*Directions:* Copy the entries below verbatim, omitting any pictures they contain.

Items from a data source
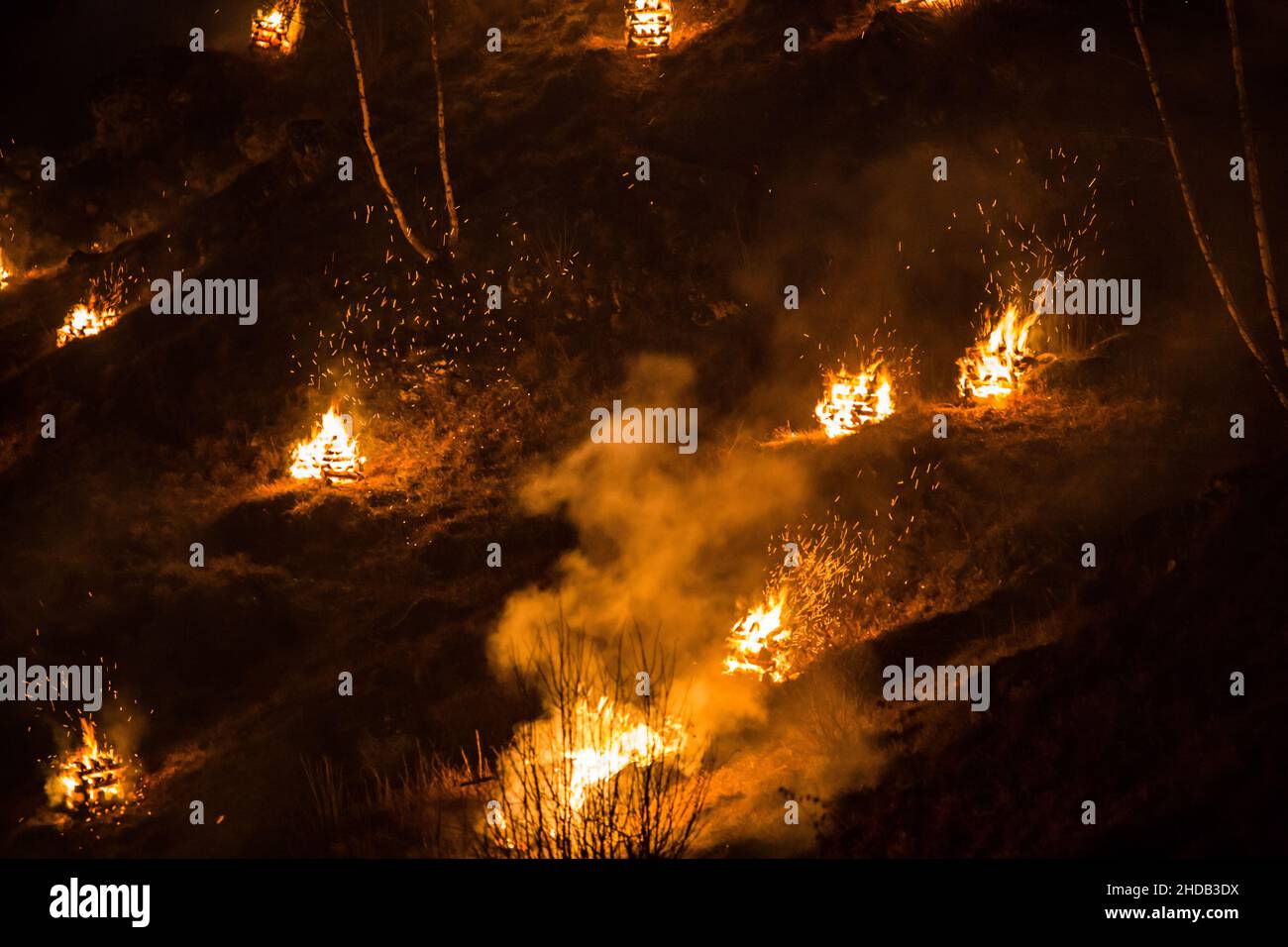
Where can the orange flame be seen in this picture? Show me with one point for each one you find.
(331, 454)
(278, 27)
(758, 643)
(854, 398)
(85, 320)
(91, 777)
(993, 368)
(648, 26)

*Problem solution:*
Where can the orange flame be seen in this picture? Show me with one point for each one you find.
(331, 454)
(278, 27)
(758, 643)
(854, 398)
(85, 320)
(91, 777)
(993, 368)
(648, 26)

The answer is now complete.